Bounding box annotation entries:
============

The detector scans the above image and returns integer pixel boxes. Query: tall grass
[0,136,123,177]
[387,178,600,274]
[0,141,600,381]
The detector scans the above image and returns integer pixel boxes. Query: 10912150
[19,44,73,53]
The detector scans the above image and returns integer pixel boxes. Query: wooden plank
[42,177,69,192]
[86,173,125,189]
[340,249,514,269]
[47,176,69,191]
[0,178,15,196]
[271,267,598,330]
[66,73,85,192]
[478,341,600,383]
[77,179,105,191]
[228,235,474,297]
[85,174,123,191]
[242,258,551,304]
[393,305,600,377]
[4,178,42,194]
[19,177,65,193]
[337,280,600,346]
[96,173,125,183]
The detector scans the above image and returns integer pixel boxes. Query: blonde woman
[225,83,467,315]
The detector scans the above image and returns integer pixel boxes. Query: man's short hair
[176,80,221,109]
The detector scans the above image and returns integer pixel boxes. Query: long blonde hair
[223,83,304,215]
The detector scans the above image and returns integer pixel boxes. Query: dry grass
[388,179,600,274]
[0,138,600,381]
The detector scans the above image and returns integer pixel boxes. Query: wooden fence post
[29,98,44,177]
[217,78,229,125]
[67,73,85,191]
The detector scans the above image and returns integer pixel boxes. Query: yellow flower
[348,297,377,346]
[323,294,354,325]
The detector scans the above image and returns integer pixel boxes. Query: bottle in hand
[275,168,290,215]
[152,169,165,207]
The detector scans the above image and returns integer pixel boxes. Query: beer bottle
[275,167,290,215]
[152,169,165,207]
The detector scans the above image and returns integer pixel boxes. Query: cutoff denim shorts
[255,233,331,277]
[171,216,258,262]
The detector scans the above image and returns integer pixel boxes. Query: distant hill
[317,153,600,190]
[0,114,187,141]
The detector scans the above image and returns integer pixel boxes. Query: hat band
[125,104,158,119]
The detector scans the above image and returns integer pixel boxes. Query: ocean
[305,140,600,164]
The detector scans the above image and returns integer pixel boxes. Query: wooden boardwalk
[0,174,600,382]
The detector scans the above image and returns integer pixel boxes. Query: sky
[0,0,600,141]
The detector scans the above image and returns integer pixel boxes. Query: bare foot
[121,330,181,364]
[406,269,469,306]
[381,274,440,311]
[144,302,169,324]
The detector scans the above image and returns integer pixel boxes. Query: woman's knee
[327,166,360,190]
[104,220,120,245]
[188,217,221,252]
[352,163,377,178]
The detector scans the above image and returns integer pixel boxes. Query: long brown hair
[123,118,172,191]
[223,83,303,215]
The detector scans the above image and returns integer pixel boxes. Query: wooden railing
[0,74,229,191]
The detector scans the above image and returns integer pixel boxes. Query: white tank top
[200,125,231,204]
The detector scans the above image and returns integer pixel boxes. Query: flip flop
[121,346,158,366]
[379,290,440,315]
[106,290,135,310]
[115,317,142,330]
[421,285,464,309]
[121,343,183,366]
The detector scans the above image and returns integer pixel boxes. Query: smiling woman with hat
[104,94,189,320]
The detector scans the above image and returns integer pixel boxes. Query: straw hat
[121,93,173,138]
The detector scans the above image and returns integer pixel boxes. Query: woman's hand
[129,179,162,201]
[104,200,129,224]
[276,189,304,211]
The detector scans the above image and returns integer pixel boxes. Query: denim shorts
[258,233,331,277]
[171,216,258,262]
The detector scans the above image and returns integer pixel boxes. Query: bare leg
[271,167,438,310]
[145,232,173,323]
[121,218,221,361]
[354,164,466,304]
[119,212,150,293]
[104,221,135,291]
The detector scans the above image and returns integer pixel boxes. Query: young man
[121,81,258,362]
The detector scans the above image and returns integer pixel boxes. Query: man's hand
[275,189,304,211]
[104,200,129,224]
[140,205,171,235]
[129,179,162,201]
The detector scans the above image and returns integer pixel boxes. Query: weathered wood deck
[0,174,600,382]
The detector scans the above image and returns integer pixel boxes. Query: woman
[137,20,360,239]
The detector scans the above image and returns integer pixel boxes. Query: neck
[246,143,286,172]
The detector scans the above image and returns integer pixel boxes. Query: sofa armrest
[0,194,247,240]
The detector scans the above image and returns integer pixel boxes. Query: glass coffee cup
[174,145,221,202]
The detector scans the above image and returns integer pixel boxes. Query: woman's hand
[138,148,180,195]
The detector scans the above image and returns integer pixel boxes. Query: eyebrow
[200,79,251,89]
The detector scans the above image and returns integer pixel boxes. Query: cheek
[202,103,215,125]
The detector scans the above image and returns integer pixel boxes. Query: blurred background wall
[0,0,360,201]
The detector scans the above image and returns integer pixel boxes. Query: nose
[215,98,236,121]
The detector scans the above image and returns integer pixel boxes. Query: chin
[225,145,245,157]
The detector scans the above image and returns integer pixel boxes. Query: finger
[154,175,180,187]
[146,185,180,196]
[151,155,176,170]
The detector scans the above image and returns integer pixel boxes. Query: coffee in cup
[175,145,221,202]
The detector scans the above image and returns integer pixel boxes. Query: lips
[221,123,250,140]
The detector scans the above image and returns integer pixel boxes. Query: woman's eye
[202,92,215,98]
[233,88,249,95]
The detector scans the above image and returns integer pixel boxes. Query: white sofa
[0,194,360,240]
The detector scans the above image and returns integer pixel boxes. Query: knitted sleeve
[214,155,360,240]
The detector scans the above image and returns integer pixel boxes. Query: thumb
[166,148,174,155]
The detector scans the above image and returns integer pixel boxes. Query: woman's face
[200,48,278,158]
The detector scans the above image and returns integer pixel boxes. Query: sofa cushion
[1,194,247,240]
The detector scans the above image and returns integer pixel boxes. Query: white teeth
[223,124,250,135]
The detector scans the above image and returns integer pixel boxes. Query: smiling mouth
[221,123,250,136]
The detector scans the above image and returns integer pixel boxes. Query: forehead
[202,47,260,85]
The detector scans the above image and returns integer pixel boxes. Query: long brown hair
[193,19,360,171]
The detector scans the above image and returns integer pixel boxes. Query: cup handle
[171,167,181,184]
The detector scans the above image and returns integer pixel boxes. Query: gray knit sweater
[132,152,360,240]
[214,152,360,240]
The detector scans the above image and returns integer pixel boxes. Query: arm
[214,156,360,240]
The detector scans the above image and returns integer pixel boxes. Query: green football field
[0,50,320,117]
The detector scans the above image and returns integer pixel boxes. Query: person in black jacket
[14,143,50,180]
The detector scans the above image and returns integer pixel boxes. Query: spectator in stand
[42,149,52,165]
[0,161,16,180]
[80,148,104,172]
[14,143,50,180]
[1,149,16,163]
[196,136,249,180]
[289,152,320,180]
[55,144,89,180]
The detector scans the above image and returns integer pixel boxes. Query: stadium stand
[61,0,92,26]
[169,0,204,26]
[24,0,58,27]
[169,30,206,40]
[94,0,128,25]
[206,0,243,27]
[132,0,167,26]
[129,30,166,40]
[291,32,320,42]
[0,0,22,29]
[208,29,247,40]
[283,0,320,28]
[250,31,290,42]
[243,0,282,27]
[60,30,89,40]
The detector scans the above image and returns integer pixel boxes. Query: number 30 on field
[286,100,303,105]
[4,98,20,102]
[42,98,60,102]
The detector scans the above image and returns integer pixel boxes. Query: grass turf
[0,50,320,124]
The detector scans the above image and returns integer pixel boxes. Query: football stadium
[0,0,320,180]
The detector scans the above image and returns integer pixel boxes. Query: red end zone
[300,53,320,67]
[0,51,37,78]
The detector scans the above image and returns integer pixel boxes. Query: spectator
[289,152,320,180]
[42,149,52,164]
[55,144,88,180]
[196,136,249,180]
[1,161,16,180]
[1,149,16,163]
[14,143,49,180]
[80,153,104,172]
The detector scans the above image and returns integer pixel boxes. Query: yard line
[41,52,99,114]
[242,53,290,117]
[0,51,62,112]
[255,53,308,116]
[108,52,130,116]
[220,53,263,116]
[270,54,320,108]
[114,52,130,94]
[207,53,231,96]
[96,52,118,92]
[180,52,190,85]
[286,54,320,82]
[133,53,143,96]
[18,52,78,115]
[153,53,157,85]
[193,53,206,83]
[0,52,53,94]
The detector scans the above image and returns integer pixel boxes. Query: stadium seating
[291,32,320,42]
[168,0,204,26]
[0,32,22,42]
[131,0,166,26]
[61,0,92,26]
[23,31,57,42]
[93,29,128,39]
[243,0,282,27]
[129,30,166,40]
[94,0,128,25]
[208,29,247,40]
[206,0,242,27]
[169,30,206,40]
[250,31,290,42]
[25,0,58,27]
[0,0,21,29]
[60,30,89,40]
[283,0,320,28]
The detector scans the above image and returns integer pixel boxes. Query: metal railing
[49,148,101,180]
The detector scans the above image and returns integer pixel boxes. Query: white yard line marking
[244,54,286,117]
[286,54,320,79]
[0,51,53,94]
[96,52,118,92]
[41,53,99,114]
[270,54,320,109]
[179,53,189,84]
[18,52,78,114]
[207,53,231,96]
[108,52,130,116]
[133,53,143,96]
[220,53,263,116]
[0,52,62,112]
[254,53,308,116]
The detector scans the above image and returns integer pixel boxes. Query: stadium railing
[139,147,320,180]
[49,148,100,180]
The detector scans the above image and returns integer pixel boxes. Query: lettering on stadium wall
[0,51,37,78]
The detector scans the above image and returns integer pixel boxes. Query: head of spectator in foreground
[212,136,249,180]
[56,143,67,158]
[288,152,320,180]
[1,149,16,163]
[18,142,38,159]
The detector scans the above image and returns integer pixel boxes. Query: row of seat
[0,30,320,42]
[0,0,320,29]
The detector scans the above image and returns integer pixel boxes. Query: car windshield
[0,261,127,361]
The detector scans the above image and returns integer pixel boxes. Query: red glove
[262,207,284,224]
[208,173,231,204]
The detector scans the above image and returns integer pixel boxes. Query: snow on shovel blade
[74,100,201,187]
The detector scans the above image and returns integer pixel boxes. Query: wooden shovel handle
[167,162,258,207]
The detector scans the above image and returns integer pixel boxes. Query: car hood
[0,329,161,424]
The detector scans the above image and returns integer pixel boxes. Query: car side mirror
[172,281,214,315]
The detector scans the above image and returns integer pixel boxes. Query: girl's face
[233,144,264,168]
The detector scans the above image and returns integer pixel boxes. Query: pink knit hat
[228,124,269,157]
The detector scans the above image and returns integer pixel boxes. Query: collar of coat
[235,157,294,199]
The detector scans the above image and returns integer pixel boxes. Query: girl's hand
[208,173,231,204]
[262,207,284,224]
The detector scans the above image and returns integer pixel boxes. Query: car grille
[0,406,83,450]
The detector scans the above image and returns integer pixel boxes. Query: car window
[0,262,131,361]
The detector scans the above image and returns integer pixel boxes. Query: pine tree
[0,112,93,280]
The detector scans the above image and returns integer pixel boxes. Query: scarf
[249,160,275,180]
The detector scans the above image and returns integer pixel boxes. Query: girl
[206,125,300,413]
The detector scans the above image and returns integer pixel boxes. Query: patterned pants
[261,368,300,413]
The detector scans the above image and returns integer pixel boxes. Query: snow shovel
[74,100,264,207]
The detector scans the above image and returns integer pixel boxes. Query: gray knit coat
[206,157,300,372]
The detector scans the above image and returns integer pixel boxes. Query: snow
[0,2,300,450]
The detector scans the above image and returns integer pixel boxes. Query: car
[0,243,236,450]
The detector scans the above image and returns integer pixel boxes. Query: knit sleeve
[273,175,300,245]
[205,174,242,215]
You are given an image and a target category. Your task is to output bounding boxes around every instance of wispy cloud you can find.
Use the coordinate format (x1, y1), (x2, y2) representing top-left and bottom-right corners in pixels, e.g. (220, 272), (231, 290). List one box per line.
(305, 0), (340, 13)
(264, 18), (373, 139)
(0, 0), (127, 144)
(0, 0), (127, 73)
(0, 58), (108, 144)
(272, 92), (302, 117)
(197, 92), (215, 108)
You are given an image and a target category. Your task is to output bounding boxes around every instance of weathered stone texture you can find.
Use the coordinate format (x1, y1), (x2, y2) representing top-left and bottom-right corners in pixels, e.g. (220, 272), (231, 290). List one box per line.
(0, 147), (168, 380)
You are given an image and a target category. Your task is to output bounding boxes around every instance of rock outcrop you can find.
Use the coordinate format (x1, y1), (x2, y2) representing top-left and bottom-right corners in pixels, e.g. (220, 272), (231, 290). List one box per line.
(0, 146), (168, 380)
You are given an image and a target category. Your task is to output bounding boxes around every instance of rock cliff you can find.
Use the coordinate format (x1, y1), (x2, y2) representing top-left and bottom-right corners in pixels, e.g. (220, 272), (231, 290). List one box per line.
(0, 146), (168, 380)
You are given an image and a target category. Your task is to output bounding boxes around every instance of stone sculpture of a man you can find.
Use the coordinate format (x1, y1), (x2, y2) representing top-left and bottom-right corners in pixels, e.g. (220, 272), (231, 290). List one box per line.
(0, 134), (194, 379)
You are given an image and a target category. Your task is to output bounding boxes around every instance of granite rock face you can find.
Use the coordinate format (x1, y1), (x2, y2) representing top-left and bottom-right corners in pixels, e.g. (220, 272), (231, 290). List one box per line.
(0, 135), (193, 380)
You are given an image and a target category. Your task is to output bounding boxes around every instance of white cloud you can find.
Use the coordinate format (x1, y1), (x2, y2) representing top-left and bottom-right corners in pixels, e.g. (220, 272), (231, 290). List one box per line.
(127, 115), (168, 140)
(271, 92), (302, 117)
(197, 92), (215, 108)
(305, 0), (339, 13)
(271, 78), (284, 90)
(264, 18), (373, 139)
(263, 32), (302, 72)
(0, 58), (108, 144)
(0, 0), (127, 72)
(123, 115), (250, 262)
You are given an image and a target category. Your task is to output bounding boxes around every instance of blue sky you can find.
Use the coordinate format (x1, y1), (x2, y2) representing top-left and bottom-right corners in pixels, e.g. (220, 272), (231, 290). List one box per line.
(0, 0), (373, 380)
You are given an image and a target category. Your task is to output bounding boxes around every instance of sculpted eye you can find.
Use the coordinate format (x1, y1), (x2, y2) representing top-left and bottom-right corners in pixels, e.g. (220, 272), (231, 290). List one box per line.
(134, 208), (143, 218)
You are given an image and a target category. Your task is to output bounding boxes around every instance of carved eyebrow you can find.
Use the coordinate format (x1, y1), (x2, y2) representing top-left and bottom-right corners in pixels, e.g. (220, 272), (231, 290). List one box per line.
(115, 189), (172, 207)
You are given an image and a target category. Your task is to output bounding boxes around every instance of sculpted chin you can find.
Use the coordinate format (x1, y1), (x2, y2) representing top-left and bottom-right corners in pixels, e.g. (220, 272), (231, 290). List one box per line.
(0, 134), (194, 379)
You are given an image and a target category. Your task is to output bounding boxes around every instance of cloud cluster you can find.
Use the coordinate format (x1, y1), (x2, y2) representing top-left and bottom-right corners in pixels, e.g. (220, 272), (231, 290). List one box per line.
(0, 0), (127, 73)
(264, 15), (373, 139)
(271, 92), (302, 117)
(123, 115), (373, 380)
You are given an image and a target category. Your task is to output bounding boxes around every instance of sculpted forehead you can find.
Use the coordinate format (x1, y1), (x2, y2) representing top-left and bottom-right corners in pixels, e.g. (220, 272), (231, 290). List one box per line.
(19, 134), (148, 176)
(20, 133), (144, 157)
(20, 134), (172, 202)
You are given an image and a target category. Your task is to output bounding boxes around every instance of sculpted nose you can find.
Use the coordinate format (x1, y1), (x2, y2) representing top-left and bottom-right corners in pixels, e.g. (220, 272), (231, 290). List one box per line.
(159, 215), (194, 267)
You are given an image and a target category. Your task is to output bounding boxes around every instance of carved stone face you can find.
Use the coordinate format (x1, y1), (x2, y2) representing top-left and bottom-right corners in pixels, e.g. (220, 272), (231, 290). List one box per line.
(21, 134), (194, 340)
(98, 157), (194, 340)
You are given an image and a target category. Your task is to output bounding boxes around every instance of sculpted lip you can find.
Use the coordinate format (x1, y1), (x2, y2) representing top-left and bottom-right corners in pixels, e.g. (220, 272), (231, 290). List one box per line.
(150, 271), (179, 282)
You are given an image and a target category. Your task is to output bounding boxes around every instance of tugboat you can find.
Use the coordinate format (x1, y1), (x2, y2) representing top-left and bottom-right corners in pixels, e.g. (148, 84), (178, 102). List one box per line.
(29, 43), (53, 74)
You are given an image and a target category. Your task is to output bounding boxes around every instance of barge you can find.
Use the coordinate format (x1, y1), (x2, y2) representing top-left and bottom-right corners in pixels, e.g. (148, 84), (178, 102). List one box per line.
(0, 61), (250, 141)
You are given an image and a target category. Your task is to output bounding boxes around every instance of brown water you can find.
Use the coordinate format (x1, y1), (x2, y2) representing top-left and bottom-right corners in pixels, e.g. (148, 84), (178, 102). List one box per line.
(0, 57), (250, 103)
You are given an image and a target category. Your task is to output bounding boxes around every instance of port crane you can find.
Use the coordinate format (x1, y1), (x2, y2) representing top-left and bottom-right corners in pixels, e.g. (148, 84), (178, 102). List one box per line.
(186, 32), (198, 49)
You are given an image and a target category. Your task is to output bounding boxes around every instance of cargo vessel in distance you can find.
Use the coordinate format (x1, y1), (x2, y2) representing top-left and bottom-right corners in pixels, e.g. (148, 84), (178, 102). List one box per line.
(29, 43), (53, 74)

============

Copy out, word for word, the part of the listing above that opens with the line containing "rock face you can find." and closes with the line containing "(0, 135), (193, 380)", including both of those lines.

You are given an image and a target category. Your task is to output bounding boxes around every instance of granite rock face you can find.
Use the coordinate format (x1, y1), (x2, y2) representing top-left and bottom-right corners in pixels, e.g. (220, 272), (231, 290). List one box per line.
(0, 135), (193, 380)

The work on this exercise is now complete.